**Task to complete:** Could you print each of the records below exactly?

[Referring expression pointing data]
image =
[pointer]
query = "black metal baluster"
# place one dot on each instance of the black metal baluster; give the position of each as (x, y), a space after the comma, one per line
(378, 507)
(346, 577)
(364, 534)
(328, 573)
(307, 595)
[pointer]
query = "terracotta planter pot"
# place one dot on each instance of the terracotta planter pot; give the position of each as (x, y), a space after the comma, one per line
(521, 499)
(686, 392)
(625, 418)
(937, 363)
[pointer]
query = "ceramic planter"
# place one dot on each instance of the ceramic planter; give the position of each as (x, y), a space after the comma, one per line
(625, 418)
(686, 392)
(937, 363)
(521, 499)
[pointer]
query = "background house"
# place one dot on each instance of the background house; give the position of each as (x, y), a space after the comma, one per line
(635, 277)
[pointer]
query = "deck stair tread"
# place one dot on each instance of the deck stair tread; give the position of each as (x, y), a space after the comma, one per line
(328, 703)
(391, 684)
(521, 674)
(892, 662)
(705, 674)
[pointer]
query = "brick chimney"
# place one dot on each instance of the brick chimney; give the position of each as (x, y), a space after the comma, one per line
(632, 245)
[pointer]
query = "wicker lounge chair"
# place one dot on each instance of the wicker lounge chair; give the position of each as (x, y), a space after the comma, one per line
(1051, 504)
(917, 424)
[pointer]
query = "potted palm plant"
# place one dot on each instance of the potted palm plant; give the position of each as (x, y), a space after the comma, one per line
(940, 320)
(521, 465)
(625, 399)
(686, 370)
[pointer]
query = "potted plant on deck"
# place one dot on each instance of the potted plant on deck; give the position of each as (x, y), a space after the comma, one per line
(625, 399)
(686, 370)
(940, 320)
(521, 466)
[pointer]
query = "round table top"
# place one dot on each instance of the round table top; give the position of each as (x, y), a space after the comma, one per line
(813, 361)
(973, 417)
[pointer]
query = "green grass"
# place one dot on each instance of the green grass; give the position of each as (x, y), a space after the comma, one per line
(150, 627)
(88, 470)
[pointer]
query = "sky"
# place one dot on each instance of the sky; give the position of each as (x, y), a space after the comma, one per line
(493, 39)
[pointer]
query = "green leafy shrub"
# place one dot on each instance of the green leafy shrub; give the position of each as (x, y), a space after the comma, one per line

**Solution to the exercise:**
image =
[pointer]
query = "black metal baluster"
# place one dot on each instance of the black metal baluster; give the position of each as (x, y), a space after the comma, one per line
(378, 507)
(346, 577)
(364, 534)
(328, 573)
(307, 595)
[pointer]
query = "terracotta planter pot"
# place one dot on each instance of the terracotta planter pot; give the position of each as (x, y), a space after the comma, one per line
(521, 499)
(686, 392)
(625, 418)
(937, 363)
[pointer]
query = "ceramic planter"
# place one dot on each instance of the ceramic planter; give the position of each as (x, y), a space after the comma, one per line
(625, 418)
(686, 392)
(937, 363)
(521, 499)
[pointer]
query = "background house"
# place one dot on each instance of the background house; give the position of each as (x, y), a space after the comma, one per line
(635, 277)
[pointer]
query = "deck stair tread"
# place one dot on each instance of the deck stair tread; give the position of each as (x, y), a space after the comma, one per line
(328, 703)
(391, 684)
(521, 674)
(892, 662)
(705, 674)
[pointer]
query = "brick chimney"
# place one dot on each instance of the brick chimney; give the position of each as (x, y), a space after the comma, one per line
(632, 245)
[pointer]
query = "wicker lounge chair"
# place one dot on each instance of the wicker lounge chair; give the position of each as (x, y), a space after the comma, one per line
(1051, 504)
(917, 424)
[pointer]
query = "potted palm plant"
# place one dot on each instance of the potted palm plant; give the position of each as (x, y), a space after the comma, one per line
(940, 320)
(521, 465)
(625, 399)
(686, 370)
[pointer]
query = "potted plant on deck"
# place one dot on each instance of the potted plant on deck; give the position of each as (x, y), a space after the comma, one per line
(625, 399)
(686, 370)
(940, 320)
(521, 466)
[pointer]
query = "round table top"
# place one dot on each instance of the round table top; give the position of each as (x, y), a space after the comma, one per line
(813, 361)
(973, 417)
[pointer]
query = "green grass"
# place one dot on each instance of the green grass; give the position of each as (x, y), a space after the comma, one per line
(150, 627)
(88, 470)
[pointer]
query = "sky"
# place one dot on each instance of the sky; give the position of each as (x, y), a space after the comma, one per line
(493, 39)
[pointer]
query = "green leafy shrub"
# place one dot on each instance of the green leafy shrub; give the position of each as (x, y), a space after the comma, one per line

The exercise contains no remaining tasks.